◆ Task statement ◆
The number needed is how many lines in these entries contain "point"; give it alone.

◆ Excerpted records ◆
--

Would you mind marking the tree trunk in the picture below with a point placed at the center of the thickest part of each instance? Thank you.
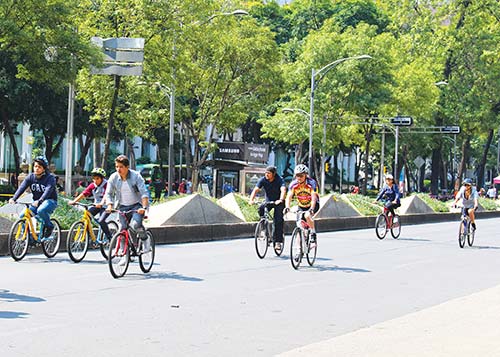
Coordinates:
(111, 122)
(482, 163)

--

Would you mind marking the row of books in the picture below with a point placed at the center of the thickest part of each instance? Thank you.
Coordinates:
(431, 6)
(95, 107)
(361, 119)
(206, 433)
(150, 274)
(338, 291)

--

◆ Exercise output ◆
2